[Items from a data source]
-.-.-
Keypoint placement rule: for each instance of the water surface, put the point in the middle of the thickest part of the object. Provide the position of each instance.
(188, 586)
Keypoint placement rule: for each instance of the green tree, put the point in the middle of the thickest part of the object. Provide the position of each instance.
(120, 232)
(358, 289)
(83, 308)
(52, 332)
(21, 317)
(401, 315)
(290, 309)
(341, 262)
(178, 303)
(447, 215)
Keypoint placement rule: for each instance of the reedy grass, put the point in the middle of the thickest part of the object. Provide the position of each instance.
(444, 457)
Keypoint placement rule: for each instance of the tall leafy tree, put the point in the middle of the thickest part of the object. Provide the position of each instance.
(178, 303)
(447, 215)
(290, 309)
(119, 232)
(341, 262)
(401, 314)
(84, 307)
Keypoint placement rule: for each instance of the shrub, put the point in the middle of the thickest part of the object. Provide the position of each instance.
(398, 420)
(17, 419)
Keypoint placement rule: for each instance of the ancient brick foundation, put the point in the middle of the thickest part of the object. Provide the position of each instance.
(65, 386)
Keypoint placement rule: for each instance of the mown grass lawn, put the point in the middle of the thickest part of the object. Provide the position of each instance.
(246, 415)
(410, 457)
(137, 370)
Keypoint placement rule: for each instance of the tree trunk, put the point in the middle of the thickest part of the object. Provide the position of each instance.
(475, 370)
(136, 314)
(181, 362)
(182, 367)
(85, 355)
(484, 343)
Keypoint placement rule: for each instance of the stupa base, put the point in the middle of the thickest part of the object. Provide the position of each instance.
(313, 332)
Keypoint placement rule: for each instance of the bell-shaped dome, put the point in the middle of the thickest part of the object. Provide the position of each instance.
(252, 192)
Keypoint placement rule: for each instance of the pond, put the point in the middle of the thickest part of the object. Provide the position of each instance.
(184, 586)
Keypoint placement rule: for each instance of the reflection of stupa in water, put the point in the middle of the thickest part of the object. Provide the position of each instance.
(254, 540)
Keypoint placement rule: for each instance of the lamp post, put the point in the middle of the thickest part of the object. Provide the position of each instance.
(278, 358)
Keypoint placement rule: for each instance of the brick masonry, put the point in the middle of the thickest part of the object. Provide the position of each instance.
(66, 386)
-.-.-
WORK TO DO
Copy out the full listing exactly.

RESPONSE TO THE TASK
Keypoint placement rule: for each instance of the water surface, put the point in the middle of the thickest part of the object. Provide the position of each instance.
(188, 586)
Keypoint placement rule: for each instance of the green tree, put the point in the middle of the thickest part of the object. Provide the position of each instance.
(120, 232)
(358, 289)
(83, 308)
(52, 332)
(21, 317)
(401, 315)
(290, 309)
(341, 262)
(178, 303)
(447, 215)
Keypoint placement rule: for each instance of the reedy grass, put the point in the middle of the thickest part of the object. Provide the position of each instance.
(444, 457)
Keypoint placement rule: for each instance of the tall leafy tree, put the point in the middle of the thickest part of the object. Provide the position of each instance.
(178, 303)
(447, 215)
(290, 309)
(119, 232)
(341, 262)
(401, 314)
(84, 307)
Keypoint placement rule: for each instance of the shrub, put the point in the middle of the thickest part of the object. Provide the position of each instance.
(398, 420)
(17, 419)
Keypoint placement rule: for each instance of the ancient brick foundation, put the point in the middle of the thickest part of the object. Provide the position of each instance.
(65, 386)
Keypoint placement rule: for each instance of the mown grass lawn, put the point in the middle of the thickest part of the object. Provide the position of each instance.
(246, 415)
(410, 457)
(137, 370)
Keypoint placement rule: for each instance of the tree trunk, put the point in the middle of the thickest part of the object. Provide the position of each instance.
(475, 370)
(136, 314)
(181, 362)
(182, 367)
(85, 355)
(484, 343)
Keypoint placement rule: for each instance of the stupa base, put the point in the middle of the thickest part of the object. Provide the position of each instance.
(313, 332)
Keypoint placement rule: for each instance of the bell-shaped dome, put the point in the middle of the thickest part of the object. Provide the position of each instance.
(252, 192)
Keypoint placement rule: for each instance of the pond, put the point in the middle of the thickest part of the object. Provide the position of each instance.
(184, 586)
Keypoint placement rule: for each instance of the reflection of stupa in water, put the point in the middle of the thickest part of the object. Provide the position of each instance.
(254, 540)
Keypoint placement rule: for each instance of the lamp post, put the point in the middle of the thickest part of the object. Provide the position of each instance.
(278, 358)
Keypoint placement rule: for each instance of the brick masonry, put the point in the middle of the thickest part of the object. Provide the position of each instance.
(66, 386)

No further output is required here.